- **STATED EXERCISE 1**:
In the profile of Paul, what is the band Colorfield named after?

[start TEXT TO READ]

Such transcendence can also be experienced, in his opinion, through painting. "My friend, composer Michael Tremblay, introduced me to Mark Rothko's works and we started mimicking his style," says Paul. "I found painting relaxing, and I could apply some subconscious character work in the process. I like to paint with my eyes shut so I get closer to my true eyesight, and disconnect myself from trying to achieve deliberate results. Eventually when I can trust myself to not get in the way of what's coming out of me, I open my eyes and work towards finishing it. I have no skill or training as a visual artist but I love the experience."

The Tremblay/Nolan band Colorfield, is named after the 1950s abstract expressionism movement Rothko had been a part of, which advocated color to be the subject itself, freed from objective context. "We had a lot of influences from STARS, PATRICK WATSON, RADIOHEAD etc. We are co-writing a concept album called T+L," comments the performer.

Paul's career "escape plan" seems a bit far from his artistic side: becoming a fireman! "I think it'd be really interesting and fulfilling," he explains. "Thrilling too! When I was 25 I tried to get into the Rappel Attack forest fire fighting team in British Columbia, a three-man-team that rappels into the mountains to put out small fires before they get out of hand. But I may be getting too long in the tooth to start that career now!"

[end TEXT TO READ]
[start INPUT FOR THIS TASK]

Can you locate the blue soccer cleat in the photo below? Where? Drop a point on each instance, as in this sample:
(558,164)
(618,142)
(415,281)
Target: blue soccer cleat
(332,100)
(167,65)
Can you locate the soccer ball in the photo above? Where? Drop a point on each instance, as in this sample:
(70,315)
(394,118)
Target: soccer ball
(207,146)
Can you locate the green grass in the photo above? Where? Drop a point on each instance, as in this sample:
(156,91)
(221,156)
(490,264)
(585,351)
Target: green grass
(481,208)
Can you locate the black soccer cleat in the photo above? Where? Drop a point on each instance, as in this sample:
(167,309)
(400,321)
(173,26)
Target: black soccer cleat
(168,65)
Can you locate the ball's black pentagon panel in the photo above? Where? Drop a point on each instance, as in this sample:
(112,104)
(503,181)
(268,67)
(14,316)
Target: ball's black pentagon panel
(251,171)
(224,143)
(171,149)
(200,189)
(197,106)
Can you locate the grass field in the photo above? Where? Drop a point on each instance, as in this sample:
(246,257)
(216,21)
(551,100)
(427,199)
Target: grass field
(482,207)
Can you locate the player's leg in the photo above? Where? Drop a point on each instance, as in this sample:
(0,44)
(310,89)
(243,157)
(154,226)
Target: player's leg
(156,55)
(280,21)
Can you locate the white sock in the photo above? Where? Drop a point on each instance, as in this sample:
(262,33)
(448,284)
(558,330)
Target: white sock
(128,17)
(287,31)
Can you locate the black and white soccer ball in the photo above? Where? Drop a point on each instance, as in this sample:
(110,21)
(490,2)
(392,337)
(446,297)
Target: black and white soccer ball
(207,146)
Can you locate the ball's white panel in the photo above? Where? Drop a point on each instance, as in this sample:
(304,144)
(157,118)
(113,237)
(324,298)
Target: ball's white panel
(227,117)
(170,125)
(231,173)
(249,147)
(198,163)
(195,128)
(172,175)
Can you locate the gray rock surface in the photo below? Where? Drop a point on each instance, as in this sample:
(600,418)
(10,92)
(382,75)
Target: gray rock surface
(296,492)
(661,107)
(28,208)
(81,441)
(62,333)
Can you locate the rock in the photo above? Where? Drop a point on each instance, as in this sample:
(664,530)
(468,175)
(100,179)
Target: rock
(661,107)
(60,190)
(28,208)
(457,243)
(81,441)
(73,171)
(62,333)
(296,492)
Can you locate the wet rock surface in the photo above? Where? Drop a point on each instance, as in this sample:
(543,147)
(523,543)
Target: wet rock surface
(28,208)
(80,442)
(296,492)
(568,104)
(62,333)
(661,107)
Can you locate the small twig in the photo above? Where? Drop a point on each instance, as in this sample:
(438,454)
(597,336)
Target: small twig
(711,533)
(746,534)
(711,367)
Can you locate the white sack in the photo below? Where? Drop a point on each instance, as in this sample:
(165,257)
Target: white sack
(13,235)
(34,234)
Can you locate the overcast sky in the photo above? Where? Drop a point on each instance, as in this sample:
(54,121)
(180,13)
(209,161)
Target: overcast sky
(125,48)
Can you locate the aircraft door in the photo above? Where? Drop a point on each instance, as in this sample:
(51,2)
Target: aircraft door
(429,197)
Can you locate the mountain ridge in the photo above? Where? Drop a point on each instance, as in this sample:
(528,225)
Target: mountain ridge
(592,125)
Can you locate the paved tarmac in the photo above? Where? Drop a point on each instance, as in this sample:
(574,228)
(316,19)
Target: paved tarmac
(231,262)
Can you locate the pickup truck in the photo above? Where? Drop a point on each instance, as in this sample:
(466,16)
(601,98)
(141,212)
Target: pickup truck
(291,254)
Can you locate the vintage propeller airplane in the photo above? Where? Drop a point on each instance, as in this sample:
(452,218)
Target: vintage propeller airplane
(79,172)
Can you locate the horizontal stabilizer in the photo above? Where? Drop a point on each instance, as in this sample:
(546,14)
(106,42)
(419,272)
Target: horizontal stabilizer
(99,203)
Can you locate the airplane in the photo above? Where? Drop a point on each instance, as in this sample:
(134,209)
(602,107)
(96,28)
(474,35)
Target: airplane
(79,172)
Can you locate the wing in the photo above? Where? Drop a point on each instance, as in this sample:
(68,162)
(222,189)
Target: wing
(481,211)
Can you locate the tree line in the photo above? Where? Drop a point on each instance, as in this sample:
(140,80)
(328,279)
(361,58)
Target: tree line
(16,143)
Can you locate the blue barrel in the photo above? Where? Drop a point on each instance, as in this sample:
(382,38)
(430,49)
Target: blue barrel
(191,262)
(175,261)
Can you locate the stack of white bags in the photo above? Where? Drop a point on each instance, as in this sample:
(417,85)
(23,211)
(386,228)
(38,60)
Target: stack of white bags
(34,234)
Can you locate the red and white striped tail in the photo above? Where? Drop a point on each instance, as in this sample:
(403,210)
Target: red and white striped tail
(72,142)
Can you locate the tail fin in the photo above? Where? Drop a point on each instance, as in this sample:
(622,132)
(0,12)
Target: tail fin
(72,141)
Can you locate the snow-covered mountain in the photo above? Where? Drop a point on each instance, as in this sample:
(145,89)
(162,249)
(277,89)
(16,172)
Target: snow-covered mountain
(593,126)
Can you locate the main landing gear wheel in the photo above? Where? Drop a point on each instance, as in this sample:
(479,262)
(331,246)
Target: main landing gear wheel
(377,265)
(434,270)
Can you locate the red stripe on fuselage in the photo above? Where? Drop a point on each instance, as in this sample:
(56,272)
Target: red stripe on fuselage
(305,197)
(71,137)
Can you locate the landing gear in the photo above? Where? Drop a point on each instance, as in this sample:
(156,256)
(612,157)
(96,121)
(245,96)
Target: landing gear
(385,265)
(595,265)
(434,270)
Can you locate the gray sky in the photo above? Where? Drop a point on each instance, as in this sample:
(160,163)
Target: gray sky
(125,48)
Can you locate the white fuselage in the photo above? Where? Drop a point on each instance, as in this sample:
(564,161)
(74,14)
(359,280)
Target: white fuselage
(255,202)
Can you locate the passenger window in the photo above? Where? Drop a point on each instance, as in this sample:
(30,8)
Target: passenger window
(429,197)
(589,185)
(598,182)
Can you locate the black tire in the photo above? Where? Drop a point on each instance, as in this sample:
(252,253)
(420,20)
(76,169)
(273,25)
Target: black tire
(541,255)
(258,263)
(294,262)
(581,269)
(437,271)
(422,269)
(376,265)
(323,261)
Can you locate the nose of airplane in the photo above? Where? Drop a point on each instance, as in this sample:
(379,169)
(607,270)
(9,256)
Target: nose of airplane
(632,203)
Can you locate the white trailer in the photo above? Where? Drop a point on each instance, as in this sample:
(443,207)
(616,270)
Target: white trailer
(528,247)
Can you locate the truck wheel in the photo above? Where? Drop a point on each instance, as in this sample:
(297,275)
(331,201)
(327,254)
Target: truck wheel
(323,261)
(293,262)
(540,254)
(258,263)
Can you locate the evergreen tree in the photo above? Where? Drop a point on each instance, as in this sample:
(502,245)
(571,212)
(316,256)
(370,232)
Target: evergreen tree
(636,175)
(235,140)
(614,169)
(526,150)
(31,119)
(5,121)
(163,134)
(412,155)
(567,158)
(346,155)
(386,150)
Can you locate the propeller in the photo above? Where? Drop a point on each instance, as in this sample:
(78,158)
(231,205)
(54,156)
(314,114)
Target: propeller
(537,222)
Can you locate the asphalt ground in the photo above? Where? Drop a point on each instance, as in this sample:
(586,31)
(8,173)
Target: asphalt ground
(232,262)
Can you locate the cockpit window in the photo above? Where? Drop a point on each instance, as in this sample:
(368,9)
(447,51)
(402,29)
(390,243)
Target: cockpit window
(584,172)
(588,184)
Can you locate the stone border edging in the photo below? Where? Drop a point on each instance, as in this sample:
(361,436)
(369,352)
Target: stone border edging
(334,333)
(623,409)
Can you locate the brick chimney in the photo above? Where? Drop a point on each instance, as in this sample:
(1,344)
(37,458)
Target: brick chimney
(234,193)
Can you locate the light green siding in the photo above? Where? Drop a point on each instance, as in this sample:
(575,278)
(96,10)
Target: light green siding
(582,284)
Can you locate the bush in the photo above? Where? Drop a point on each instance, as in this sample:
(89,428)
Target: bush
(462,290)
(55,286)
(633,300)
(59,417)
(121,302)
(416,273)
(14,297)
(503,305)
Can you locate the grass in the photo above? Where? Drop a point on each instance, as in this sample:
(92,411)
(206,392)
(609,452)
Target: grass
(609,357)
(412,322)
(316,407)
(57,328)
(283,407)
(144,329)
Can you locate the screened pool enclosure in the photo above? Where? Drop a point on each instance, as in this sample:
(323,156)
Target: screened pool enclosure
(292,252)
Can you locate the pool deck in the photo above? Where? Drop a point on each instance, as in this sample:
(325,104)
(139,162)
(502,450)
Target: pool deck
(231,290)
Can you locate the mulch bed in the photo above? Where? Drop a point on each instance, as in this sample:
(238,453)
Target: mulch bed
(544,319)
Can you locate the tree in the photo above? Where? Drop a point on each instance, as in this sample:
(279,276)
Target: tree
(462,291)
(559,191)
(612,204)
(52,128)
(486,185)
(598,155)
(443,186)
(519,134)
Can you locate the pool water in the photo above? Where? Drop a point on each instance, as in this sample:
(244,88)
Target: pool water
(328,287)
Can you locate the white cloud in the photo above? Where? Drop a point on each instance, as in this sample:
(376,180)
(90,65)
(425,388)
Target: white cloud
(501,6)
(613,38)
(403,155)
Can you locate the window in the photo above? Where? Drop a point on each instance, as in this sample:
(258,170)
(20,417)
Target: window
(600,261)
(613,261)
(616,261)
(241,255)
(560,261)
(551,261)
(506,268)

[end INPUT FOR THIS TASK]

- **STATED EXERCISE 2**:
Change "mulch bed" to "garden bed" in the listing, from the line containing "Can you locate the pool deck" through the last line of the listing, leaving everything else unchanged. Give back only those lines.

- **WRITTEN SOLUTION 1**:
The 1950s abstract expressionism movement that Rothko had been a part of.

- **WRITTEN SOLUTION 2**:
Can you locate the pool deck in the photo above? Where? Drop a point on each instance, as in this sample:
(325,104)
(139,162)
(502,450)
Target: pool deck
(231,290)
Can you locate the garden bed in the photo above? Where? Drop a point on each instance, as in this sample:
(238,453)
Target: garden bed
(544,319)
Can you locate the tree in the photo above? Where? Drop a point on each instance, as in this sample:
(279,276)
Target: tree
(462,291)
(559,191)
(612,204)
(52,128)
(486,185)
(598,155)
(443,186)
(519,134)
Can you locate the pool water in the photo above? Where? Drop a point on each instance, as in this sample:
(244,88)
Target: pool water
(328,287)
Can you locate the white cloud in the photo above? Where? Drop a point on each instance, as in this sample:
(376,180)
(90,65)
(425,388)
Target: white cloud
(501,6)
(613,38)
(403,155)
Can you locate the window in the photo above? Where? Drop a point on each instance, as in this sample:
(258,170)
(20,417)
Target: window
(600,261)
(613,261)
(616,261)
(241,255)
(560,261)
(551,261)
(506,268)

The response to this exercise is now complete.